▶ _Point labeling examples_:
'''

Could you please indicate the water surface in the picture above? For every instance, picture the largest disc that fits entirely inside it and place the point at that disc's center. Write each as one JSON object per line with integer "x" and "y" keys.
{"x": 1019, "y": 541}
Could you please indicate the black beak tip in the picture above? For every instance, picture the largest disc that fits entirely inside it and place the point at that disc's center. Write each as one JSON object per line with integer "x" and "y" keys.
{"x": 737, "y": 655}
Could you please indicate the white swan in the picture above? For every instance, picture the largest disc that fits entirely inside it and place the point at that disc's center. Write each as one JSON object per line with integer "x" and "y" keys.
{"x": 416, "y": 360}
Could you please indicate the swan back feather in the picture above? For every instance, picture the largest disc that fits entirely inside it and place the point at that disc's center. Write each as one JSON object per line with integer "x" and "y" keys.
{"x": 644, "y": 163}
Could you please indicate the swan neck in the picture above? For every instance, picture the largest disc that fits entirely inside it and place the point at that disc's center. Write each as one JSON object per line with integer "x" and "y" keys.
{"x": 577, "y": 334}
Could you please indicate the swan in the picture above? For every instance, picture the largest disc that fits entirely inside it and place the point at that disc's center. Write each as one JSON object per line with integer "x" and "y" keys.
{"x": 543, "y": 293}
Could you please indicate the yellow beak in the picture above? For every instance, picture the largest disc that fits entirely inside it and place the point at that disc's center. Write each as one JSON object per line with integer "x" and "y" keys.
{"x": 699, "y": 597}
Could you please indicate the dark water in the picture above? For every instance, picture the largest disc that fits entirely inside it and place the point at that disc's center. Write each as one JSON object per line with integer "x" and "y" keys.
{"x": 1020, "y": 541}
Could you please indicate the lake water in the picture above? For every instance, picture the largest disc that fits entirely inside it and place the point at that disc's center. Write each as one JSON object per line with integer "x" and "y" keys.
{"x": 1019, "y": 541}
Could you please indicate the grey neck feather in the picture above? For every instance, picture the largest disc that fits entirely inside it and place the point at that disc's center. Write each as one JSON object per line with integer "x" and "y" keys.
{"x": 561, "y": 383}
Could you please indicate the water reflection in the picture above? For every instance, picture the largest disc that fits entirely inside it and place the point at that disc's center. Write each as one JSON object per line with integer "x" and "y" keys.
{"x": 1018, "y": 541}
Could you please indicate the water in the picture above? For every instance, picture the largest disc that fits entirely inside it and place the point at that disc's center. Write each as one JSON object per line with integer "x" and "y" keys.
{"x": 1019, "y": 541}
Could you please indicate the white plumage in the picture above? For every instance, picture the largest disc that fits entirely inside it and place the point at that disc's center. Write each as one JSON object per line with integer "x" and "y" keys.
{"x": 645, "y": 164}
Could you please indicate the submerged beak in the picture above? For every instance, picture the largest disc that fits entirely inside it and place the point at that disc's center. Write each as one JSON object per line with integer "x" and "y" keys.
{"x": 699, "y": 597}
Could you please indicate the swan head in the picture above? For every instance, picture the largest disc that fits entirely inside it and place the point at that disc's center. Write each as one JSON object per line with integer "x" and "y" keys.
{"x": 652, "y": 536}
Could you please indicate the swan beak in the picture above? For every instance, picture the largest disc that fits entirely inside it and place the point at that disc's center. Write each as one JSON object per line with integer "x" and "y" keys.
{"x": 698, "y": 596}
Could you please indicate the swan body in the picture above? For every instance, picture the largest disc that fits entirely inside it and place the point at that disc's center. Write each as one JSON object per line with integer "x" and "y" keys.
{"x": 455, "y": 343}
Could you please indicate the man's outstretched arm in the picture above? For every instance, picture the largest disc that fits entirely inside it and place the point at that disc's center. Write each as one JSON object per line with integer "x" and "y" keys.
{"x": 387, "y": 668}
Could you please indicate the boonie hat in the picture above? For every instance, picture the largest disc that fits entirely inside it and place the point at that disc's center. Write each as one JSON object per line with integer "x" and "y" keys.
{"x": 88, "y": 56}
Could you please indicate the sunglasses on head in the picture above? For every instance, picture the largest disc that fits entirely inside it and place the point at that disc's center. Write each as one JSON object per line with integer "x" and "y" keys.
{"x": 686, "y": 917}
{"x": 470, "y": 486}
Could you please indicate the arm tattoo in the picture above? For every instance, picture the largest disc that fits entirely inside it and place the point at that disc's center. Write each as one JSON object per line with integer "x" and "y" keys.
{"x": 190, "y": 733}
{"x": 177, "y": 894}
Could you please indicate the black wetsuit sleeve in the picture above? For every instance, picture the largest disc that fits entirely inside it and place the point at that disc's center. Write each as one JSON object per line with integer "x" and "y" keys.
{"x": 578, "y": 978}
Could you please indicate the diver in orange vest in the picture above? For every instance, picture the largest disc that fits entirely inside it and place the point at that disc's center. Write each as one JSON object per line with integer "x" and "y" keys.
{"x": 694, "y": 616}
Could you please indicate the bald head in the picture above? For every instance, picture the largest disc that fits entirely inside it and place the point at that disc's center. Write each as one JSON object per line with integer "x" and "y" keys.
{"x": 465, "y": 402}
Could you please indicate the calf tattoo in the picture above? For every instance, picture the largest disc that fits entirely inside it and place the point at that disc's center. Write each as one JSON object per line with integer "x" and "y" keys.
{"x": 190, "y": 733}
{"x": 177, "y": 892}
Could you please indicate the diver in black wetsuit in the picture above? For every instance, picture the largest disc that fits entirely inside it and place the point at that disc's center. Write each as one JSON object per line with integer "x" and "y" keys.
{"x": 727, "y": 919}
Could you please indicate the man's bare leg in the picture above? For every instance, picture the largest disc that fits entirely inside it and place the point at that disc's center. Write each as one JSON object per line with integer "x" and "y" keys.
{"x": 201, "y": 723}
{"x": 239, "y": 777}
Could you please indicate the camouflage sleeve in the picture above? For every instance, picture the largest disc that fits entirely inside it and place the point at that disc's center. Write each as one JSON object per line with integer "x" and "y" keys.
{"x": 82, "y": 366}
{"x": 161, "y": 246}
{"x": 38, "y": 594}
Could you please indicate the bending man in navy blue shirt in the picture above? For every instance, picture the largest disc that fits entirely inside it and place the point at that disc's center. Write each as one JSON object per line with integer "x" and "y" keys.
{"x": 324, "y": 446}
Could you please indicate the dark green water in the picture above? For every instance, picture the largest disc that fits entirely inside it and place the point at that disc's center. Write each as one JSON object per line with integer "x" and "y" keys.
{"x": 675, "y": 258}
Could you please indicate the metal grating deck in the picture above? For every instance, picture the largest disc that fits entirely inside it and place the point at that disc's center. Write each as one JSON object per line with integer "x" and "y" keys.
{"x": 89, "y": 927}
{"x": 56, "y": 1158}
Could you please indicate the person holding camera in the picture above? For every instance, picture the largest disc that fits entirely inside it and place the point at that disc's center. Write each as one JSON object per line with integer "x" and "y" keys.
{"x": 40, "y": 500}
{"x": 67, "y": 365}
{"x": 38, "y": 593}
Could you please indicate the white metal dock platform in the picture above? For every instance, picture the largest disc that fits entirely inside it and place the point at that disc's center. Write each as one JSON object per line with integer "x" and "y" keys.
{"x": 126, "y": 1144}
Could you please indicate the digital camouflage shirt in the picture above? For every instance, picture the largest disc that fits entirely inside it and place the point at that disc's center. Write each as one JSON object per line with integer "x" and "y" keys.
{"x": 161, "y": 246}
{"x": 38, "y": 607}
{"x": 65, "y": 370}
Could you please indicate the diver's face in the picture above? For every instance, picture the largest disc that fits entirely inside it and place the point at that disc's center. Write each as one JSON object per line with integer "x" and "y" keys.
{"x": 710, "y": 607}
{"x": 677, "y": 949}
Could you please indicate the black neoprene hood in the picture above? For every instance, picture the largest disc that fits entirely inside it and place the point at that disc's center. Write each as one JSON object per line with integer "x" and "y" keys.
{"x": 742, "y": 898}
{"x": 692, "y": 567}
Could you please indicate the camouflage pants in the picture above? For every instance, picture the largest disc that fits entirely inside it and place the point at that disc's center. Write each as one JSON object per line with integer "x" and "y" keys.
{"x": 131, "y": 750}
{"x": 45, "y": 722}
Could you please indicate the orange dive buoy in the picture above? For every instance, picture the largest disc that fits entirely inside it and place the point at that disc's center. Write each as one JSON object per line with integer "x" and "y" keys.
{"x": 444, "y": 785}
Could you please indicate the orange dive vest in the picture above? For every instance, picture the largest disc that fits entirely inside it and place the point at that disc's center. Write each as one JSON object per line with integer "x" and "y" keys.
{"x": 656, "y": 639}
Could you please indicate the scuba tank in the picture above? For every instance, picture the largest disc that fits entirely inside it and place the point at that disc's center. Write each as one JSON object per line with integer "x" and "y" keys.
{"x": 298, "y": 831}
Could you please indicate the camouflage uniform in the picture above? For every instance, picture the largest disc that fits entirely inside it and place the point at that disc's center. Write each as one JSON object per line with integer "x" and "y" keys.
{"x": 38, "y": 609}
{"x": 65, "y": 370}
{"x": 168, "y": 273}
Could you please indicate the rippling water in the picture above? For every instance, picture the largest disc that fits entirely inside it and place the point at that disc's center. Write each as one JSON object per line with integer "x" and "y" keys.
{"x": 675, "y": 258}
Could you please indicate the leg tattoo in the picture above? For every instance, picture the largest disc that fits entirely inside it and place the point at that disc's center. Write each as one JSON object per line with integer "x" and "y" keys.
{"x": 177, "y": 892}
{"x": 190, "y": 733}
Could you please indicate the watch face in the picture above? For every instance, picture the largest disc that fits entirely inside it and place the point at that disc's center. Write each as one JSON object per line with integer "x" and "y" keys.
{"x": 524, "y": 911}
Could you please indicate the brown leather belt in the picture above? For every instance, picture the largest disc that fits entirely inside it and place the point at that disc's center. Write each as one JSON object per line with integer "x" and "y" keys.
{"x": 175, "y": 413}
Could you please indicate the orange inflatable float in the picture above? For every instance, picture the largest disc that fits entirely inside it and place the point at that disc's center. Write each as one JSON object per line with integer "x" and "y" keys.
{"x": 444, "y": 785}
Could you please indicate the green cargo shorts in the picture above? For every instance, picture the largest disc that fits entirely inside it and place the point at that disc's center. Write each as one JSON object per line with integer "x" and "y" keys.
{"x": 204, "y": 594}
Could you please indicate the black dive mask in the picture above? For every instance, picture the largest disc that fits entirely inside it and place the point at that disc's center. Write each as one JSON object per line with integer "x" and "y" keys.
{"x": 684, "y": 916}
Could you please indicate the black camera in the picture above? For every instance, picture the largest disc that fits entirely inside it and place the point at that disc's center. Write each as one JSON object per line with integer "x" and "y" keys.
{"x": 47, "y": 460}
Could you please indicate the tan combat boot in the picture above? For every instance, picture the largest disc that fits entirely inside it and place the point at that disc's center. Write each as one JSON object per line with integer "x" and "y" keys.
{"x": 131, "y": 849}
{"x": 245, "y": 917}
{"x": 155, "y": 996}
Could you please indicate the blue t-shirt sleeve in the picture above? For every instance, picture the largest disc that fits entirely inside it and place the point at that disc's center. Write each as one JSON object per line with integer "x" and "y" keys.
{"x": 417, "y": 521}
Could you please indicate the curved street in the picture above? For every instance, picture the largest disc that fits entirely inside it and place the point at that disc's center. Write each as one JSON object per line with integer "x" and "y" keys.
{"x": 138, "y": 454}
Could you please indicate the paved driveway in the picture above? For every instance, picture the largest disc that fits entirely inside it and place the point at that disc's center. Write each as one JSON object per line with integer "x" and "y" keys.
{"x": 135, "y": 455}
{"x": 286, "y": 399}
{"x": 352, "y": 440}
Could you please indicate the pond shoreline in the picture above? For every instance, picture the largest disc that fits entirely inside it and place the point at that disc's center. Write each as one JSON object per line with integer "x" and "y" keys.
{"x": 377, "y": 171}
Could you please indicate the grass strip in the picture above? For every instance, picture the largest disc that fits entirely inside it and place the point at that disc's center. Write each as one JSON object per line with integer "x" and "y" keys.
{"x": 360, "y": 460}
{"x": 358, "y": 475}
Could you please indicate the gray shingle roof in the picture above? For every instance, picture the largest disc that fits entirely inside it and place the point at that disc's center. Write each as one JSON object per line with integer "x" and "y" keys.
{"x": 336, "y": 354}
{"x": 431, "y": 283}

'''

▶ _Given exercise_: Exact repetition is required for the lines from the one that contains "Could you please indicate the pond" through the final line; leave out everything else.

▶ _Result of the task_:
Could you please indicate the pond shoreline in the picture above? For every instance, picture the largest disc that fits entirely inside it and place the point at that disc's center. Write each as one JSON object per line with integer "x" and "y" keys.
{"x": 377, "y": 171}
Could you please indicate the grass strip in the picture above? For every instance, picture the largest disc that fits entirely inside it and place the point at that disc's center. Write each as one JSON object per line with integer "x" and "y" keys.
{"x": 360, "y": 460}
{"x": 358, "y": 475}
Could you please indicate the gray shingle roof in the picture above? For every instance, picture the largest disc that fits entirely inside it and place the point at that disc's center. Write each as one JSON object per line with integer "x" and "y" keys.
{"x": 336, "y": 354}
{"x": 431, "y": 283}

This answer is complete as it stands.